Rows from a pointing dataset
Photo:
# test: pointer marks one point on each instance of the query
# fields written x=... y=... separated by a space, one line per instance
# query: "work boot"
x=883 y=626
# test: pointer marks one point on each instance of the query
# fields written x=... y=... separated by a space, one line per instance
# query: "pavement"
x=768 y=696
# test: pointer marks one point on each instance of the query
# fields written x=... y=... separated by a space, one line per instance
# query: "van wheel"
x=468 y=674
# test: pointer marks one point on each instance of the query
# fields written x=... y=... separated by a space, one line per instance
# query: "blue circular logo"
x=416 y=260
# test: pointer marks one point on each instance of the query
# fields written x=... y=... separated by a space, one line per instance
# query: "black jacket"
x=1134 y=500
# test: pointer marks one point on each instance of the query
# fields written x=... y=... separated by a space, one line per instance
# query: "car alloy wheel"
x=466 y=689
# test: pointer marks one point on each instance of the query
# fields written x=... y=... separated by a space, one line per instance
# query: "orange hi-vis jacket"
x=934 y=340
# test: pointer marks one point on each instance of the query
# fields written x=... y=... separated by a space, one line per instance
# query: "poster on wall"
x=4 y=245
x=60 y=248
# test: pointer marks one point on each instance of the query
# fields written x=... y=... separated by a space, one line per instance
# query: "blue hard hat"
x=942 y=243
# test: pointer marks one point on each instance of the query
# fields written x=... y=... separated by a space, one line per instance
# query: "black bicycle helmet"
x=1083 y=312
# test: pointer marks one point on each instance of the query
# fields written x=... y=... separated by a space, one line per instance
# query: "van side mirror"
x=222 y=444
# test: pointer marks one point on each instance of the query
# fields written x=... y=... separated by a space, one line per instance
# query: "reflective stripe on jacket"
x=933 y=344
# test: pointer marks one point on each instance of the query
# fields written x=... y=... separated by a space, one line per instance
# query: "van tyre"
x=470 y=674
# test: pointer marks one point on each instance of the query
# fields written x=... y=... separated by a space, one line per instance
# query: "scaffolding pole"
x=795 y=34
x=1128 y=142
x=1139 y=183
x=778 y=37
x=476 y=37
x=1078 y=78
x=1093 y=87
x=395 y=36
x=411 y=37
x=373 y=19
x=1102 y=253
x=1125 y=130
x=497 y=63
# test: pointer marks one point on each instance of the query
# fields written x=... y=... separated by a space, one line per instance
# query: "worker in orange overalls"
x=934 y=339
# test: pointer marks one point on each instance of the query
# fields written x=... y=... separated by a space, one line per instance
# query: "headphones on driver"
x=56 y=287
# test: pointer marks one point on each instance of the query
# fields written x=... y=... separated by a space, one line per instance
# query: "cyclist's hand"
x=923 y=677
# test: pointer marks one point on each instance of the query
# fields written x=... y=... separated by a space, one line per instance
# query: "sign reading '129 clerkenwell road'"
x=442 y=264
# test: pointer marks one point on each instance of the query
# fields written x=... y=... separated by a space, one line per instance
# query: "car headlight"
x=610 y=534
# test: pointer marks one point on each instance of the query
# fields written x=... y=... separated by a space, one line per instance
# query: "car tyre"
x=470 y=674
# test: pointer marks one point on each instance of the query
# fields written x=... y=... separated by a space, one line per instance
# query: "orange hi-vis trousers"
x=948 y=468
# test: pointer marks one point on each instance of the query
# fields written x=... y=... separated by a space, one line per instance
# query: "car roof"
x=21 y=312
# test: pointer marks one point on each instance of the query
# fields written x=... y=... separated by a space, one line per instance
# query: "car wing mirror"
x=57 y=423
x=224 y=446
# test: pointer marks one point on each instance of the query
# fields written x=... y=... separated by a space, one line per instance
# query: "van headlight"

Task details:
Rewrite the records as a JSON list of strings, one string per line and with no blank lines. Cover only the lines from the start of the records through the line containing "x=1083 y=312", inclusive.

Result for this exercise:
[
  "Photo:",
  "# test: pointer marks one point on each instance of the query",
  "# fields written x=... y=... separated by a space, one line per instance",
  "# query: \"work boot\"",
  "x=883 y=626",
  "# test: pointer marks one point on each instance of the query",
  "# fields written x=... y=... separated by a space, one line per instance",
  "# query: \"pavement\"",
  "x=768 y=696",
  "# test: pointer marks one point on each instance of the query",
  "# fields written x=... y=... separated by a space, one line per instance",
  "# query: \"van wheel\"",
  "x=468 y=674",
  "# test: pointer marks one point on each instance of the query",
  "# fields written x=... y=... separated by a space, one line per instance",
  "# query: \"blue circular logo\"",
  "x=416 y=260",
  "# test: pointer marks one point on each instance of the query",
  "# fields written x=... y=... separated by a space, one line per instance",
  "# query: \"black jacket\"",
  "x=1134 y=500",
  "# test: pointer marks one point on each instance of the query",
  "# fields written x=... y=... separated by a space, one line per instance",
  "# query: \"car alloy wheel\"",
  "x=466 y=689",
  "# test: pointer marks one point on each instance of the query",
  "# fields written x=... y=... separated by a space, one line per instance",
  "# query: \"orange hi-vis jacket\"",
  "x=934 y=340",
  "# test: pointer marks one point on each instance of the query",
  "# fields written x=... y=... separated by a space, one line per instance",
  "# query: \"poster on wall\"",
  "x=4 y=245",
  "x=60 y=248",
  "# test: pointer marks one point on each instance of the query",
  "# fields written x=... y=... separated by a space, one line per instance",
  "# query: \"blue hard hat\"",
  "x=942 y=243",
  "# test: pointer marks one point on each instance of the query",
  "# fields written x=... y=... separated by a space, one line per instance",
  "# query: \"black bicycle helmet\"",
  "x=1083 y=312"
]